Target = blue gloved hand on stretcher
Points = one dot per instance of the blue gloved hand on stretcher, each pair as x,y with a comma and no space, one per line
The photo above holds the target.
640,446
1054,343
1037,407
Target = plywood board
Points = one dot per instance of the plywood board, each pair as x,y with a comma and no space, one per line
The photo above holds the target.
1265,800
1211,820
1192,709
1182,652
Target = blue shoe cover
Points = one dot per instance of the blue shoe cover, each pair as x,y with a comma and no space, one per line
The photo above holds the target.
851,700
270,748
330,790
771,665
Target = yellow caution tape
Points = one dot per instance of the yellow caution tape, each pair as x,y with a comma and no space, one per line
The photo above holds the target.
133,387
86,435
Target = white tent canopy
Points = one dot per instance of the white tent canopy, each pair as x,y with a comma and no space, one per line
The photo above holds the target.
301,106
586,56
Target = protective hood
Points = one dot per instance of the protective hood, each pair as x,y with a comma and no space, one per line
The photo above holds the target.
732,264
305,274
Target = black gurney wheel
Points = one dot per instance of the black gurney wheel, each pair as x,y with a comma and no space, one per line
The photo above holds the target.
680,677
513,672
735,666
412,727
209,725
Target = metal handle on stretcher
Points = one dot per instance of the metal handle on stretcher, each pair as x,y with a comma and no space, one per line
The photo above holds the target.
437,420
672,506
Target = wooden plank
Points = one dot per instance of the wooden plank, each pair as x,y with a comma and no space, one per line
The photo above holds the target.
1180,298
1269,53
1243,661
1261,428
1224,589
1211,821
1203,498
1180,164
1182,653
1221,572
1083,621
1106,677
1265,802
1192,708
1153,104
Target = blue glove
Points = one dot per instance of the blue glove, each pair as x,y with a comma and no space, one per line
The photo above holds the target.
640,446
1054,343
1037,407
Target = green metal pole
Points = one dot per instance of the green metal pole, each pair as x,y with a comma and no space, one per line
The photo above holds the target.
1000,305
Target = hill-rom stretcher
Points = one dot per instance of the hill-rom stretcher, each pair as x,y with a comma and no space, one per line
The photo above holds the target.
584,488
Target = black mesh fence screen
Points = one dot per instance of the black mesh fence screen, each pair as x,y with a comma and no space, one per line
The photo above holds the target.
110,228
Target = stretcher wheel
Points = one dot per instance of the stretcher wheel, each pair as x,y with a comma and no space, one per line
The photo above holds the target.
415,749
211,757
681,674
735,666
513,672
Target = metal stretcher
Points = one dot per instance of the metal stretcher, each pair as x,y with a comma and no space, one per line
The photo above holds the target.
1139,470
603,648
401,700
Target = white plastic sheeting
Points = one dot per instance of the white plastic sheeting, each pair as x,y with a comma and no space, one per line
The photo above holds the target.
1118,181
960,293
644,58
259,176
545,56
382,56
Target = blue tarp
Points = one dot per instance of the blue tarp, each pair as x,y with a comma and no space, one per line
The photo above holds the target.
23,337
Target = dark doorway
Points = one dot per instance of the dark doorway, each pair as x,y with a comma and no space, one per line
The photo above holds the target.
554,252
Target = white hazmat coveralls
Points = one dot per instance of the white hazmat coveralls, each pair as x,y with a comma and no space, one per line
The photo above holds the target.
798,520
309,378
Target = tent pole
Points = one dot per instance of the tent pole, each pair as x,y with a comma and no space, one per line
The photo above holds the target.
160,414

-- What is required --
Once more, write out the records in full, exactly as they appear.

-- Written solution --
Target = blue gloved hand on stretcher
Points = one dot per instance of the blue gloved hand on stretcher, each pair as x,y with a comma and no space, one per line
The photo above holds the target.
640,446
1054,343
1037,407
Target = plywood board
Points = one dot per instance of the plywood board, each pair as x,y with a comma and no space, one per line
The photo above holds the target.
1265,800
1211,820
1192,709
1182,652
Target = blue shoe cover
Points = one dot per instance of the blue shoe cover, each pair as x,y with a comma and no space, one per line
The photo above holds the target.
851,700
270,748
330,790
771,665
Target = yellow caution tape
Points = one dot per instance of the yellow caution tape, each pair as x,y with a comma and no space, one per line
The photo above holds the target.
133,387
86,435
Target = white tent canopy
Points = one dot per instance of the white tent canopy, each pair as x,y with a comma and no space, one per line
The photo above holds the target.
301,106
586,56
Target = protective hood
Points = one dot per instance of the protective hood, each pair as x,y with a comma and no space, one per line
The photo above holds the target.
732,264
305,274
Target = black gurney wheel
Points = one dot per instance of the black gurney wheel, each pair as x,y with a comma and no space, one per line
The photo above holds the target.
680,677
513,672
735,666
412,727
209,725
Target = metal handle on stretcher
Points = one dot per instance of the metal handle on stretcher, each pair as x,y with a comma and no space, one per line
The photo above holds the target.
437,420
672,506
Target = wooden plank
Points = one dot per instance of the wooden plank, each pair as x,y with a comma and no space, one per line
The photo above holds the target.
1180,298
1269,53
1243,661
1261,428
1224,589
1211,821
1203,498
1180,164
1182,653
1221,572
1083,621
1106,677
1265,802
1192,708
1153,104
Target = blue glove
Points = one dot per instance of the blue glove, each pair as x,y with a comma and no space, one per line
The photo above holds the target.
640,446
1054,343
1037,407
Target = green metal pole
Points = one dot per instance of the green metal pole, each pair as x,y with a comma and no space, one per line
The photo above holds the target.
1000,305
Target = hill-rom stretcher
Points = one dot per instance of the hill-rom stretcher, each pair as x,y with a comma and no space, one per line
The photo above holds the target.
584,488
Target = black mesh fence screen
Points = one dot per instance of the black mesh fence screen, each pair as x,y with a comma and no space, one per line
The photo above holds the target.
110,228
Target = stretcher wheel
Points = one dot per instance of the stretcher wheel, each pair as x,y with a comma and no space, one per line
The photo above holds the target.
415,749
211,757
681,674
735,666
513,672
Target = metal stretcher
Points = one dot per instance of the metal stretcher, each pair as x,y with a comma and no space, one per line
The photo above holds the target.
1139,470
603,648
401,700
Target = white plastic sheeting
Points = one dot per instance of the white plastic sheeting, each pair as x,y with a comma and no space, one per line
The photo above holds the target.
1118,181
960,293
644,58
259,176
545,56
382,56
Target = blue tarp
Points = one dot per instance of the blue tarp, each pair as x,y with a comma and no space, one per line
The photo above holds the target.
23,337
Target = dark doorway
Points = one dot per instance of the dark doorway, each pair as x,y with a comma and no space, one per line
The photo above holds the target.
554,252
Target = white hazmat coveralls
Points = one dot per instance of the white hazmat coveralls, each pair as x,y with a comma and no space, one per line
The photo above holds the target.
798,520
309,378
Target = tent pole
Points = one dot per instance of the tent pole, each pair as x,y with a comma and no space, one per line
The photo above holds the target.
160,414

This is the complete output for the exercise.